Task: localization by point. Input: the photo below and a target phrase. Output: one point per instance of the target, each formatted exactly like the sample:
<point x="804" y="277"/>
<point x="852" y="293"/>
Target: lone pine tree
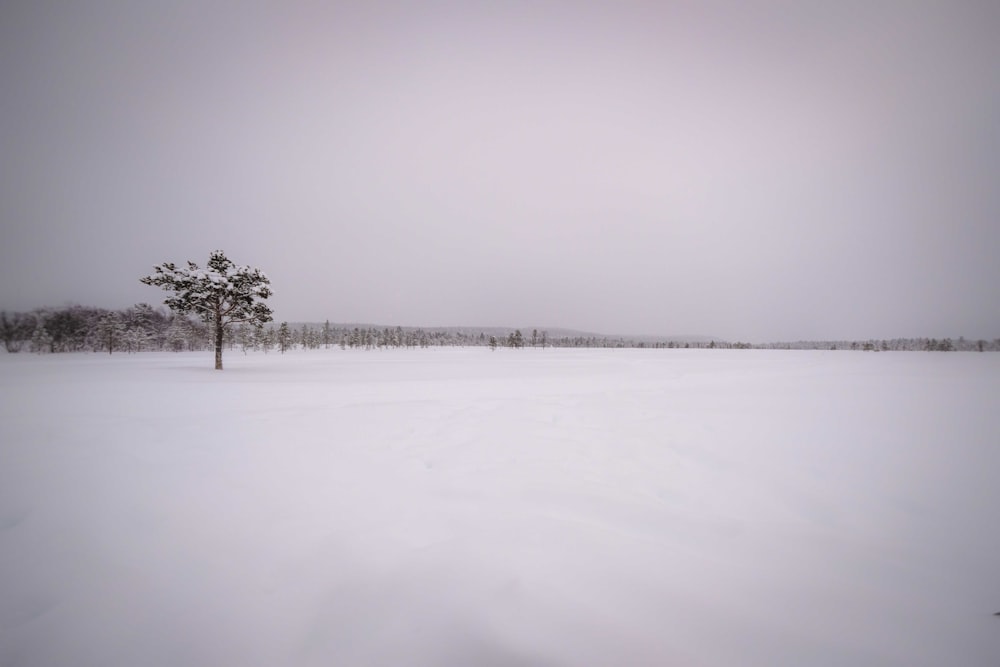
<point x="222" y="294"/>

=====

All of the data above should be quoted exactly, except for the pictures.

Task: localization by point. Input: the photo below and a target phrase. Output: one point per instance of the target, each formatted exactly like the sample:
<point x="804" y="277"/>
<point x="852" y="293"/>
Target: lone pine tree
<point x="222" y="294"/>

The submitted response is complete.